What the task requires:
Repeat the material in full. Keep every line exactly as it is.

Spatial annotation records:
** Start **

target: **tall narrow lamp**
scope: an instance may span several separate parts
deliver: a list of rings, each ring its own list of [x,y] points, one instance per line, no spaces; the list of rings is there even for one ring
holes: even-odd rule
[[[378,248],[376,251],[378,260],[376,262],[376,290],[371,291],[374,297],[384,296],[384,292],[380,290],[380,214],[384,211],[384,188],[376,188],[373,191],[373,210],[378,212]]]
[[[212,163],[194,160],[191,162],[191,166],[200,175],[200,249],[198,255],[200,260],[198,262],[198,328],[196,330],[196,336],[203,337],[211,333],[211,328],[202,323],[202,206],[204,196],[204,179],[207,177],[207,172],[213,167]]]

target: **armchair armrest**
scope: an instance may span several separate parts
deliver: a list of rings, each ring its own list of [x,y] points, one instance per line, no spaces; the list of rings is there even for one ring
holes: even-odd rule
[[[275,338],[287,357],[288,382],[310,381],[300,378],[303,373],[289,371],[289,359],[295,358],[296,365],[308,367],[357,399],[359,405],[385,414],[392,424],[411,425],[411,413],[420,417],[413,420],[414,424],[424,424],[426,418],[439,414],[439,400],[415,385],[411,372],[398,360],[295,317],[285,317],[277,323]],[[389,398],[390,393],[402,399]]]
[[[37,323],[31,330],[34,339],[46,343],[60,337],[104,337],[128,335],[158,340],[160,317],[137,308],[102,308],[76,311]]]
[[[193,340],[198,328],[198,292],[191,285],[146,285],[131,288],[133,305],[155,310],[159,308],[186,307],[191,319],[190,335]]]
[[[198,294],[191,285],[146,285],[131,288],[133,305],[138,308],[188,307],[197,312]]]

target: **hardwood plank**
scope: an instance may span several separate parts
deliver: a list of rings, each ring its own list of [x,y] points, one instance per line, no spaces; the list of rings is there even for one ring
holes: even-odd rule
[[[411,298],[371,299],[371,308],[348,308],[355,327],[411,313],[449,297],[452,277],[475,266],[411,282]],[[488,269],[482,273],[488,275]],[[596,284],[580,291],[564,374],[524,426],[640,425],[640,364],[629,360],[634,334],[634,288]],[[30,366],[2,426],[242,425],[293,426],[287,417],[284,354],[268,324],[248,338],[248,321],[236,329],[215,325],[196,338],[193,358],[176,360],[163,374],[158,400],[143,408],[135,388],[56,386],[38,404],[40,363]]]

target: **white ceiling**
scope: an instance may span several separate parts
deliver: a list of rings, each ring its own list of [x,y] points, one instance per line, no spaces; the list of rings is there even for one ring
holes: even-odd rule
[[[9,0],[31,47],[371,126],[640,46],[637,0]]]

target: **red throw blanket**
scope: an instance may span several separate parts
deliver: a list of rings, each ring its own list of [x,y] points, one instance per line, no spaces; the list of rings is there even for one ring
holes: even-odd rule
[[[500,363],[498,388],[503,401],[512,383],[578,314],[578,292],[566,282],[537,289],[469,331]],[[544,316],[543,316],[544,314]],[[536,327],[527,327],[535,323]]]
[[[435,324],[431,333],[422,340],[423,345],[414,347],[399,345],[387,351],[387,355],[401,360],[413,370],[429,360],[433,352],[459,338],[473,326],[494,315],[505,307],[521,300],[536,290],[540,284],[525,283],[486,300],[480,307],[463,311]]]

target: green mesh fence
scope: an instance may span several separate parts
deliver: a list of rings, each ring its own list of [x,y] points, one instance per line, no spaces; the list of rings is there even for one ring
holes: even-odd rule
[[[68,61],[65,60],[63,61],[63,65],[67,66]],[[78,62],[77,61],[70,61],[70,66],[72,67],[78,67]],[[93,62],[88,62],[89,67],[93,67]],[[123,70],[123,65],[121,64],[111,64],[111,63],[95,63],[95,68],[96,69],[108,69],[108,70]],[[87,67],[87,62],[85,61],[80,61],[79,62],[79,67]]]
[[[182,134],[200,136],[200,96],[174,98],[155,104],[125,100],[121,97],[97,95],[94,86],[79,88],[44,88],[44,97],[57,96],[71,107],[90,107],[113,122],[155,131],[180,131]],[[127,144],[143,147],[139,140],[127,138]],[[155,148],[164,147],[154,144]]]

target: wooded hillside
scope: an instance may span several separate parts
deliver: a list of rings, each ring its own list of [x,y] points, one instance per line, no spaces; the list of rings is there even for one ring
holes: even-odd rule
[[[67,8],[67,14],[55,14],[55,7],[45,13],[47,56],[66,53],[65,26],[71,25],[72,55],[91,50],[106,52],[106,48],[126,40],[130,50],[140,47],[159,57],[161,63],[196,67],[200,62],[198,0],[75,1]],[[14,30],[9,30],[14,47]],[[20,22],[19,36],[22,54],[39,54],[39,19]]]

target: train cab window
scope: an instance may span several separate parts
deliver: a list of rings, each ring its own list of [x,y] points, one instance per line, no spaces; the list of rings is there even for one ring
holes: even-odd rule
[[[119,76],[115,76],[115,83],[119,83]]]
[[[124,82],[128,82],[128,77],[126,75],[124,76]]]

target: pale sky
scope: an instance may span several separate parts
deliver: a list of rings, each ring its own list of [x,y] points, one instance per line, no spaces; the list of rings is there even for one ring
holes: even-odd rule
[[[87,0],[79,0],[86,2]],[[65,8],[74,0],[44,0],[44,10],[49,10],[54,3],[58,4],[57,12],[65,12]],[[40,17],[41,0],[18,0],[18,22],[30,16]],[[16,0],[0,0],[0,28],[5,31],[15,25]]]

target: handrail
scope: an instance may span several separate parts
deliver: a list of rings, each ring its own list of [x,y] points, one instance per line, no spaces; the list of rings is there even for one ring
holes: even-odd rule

** End **

Result for this task:
target: **tall narrow lamp**
scope: an instance may span several separate parts
deliver: a list of rings, each ring its own list of [x,y] points, one instance per line, no spaces; the list of rings is there even for one ring
holes: even-odd rule
[[[378,248],[376,251],[378,260],[376,262],[376,290],[371,291],[374,297],[384,296],[384,292],[380,290],[380,214],[384,211],[384,188],[376,188],[373,191],[373,210],[378,212]]]
[[[212,163],[194,160],[191,162],[191,166],[200,175],[200,249],[198,255],[200,260],[198,262],[198,328],[196,330],[196,336],[203,337],[211,333],[211,328],[202,323],[202,206],[204,196],[204,179],[207,177],[207,172],[213,167]]]

target: **armchair armrest**
scope: an instance may span several separate parts
deliver: a list of rings, each ring its own list of [x,y] points, one instance per line, no spaces; the list of rings is there even for one ring
holes: even-odd rule
[[[275,338],[287,357],[288,382],[310,381],[300,378],[303,373],[289,371],[289,359],[295,358],[296,365],[308,367],[357,399],[359,405],[385,414],[392,424],[411,425],[411,413],[420,417],[413,420],[414,424],[424,424],[426,418],[439,414],[439,400],[415,385],[411,372],[398,360],[295,317],[285,317],[277,323]],[[389,398],[390,393],[402,399]]]
[[[37,323],[31,330],[34,339],[46,343],[60,337],[104,337],[128,335],[158,340],[160,317],[137,308],[102,308],[76,311]]]
[[[193,340],[198,328],[198,292],[191,285],[146,285],[131,288],[133,305],[155,310],[159,308],[186,307],[191,319],[190,335]]]
[[[198,294],[191,285],[146,285],[131,288],[133,305],[138,308],[188,307],[197,312]]]

target: **hardwood plank**
scope: an instance may span several separate parts
deliver: a list of rings, each ring its own list of [x,y] points, one instance per line, no spaces; the list of rings is there even for one ring
holes: even-odd rule
[[[411,298],[371,299],[371,308],[348,308],[355,327],[411,313],[449,297],[452,277],[475,266],[411,282]],[[488,269],[482,273],[488,275]],[[596,284],[580,291],[564,374],[524,426],[640,425],[640,364],[629,360],[634,334],[634,288]],[[30,366],[2,426],[242,425],[293,426],[287,417],[284,354],[268,324],[248,338],[248,321],[236,329],[215,325],[196,338],[193,358],[176,360],[163,374],[158,400],[143,408],[135,388],[56,386],[38,404],[40,363]]]

target: **white ceiling**
scope: an instance may span several separate parts
deliver: a list of rings, each ring its own list of [x,y] points, one instance per line, no spaces; the list of rings is there even for one ring
holes: even-odd rule
[[[9,0],[31,47],[371,126],[640,46],[637,0]]]

target: **red throw blanket**
scope: an instance may span several separate parts
deliver: a list of rings, each ring its own list of [x,y] points, one instance per line, no spaces; the list of rings is there even for one ring
holes: even-odd rule
[[[500,363],[498,388],[503,401],[512,383],[578,314],[578,292],[566,282],[537,289],[469,331]],[[544,316],[543,316],[544,314]],[[536,327],[527,327],[535,323]]]
[[[435,324],[431,333],[422,340],[423,345],[414,347],[399,345],[387,351],[387,355],[401,360],[413,370],[429,360],[433,352],[459,338],[473,326],[494,315],[505,307],[521,300],[536,290],[540,284],[525,283],[486,300],[480,307],[463,311]]]

target: green mesh fence
scope: an instance may span several separate parts
deliver: a list of rings, each ring its own list of [x,y] points, one instance per line, no spaces; the list of rings is there even for one ring
holes: even-odd rule
[[[68,61],[65,60],[63,61],[63,65],[67,66]],[[78,62],[77,61],[70,61],[70,66],[72,67],[78,67]],[[93,62],[88,62],[89,67],[93,67]],[[123,70],[123,65],[121,64],[111,64],[111,63],[95,63],[95,68],[96,69],[108,69],[108,70]],[[87,67],[87,62],[85,61],[80,61],[79,62],[79,67]]]
[[[182,134],[200,136],[200,96],[174,98],[155,104],[125,100],[121,97],[97,95],[94,86],[79,88],[44,88],[44,97],[57,96],[71,107],[90,107],[113,122],[155,131],[180,131]],[[127,144],[143,147],[139,140],[127,138]],[[155,148],[164,147],[154,144]]]

target: wooded hillside
scope: an instance may span several separate parts
deliver: a list of rings, each ring its own list of [x,y] points, one instance per line, no spaces; the list of rings is there even for one ring
holes: even-odd rule
[[[67,8],[67,14],[55,14],[55,7],[45,13],[47,56],[66,53],[65,26],[71,25],[72,55],[91,50],[106,52],[106,48],[126,40],[130,50],[140,47],[159,57],[161,63],[196,67],[200,62],[198,0],[75,1]],[[14,30],[9,30],[14,47]],[[20,22],[19,36],[22,54],[39,54],[39,19]]]

target: train cab window
scope: an instance may span several separate parts
deliver: a list of rings, each ring its own list of [x,y] points, one instance per line, no spaces; the list of rings is there even for one ring
holes: even-odd rule
[[[119,76],[115,76],[115,83],[119,83]]]
[[[124,82],[128,82],[128,77],[126,75],[124,76]]]

target: pale sky
scope: an instance may span several separate parts
deliver: a list of rings, each ring its own list of [x,y] points, one instance per line, no spaces; the list of rings is there even for one ring
holes: even-odd rule
[[[87,0],[79,0],[86,2]],[[65,8],[74,0],[44,0],[44,10],[49,10],[54,3],[58,4],[57,12],[65,12]],[[40,17],[41,0],[18,0],[18,22],[30,16]],[[16,0],[0,0],[0,28],[5,31],[15,25]]]

target: handrail
scope: an instance may span several separate parts
deliver: a list of rings, each ring its own list of [x,y] points, one instance per line, no spaces; the list of rings is there even for one ring
holes: even-odd rule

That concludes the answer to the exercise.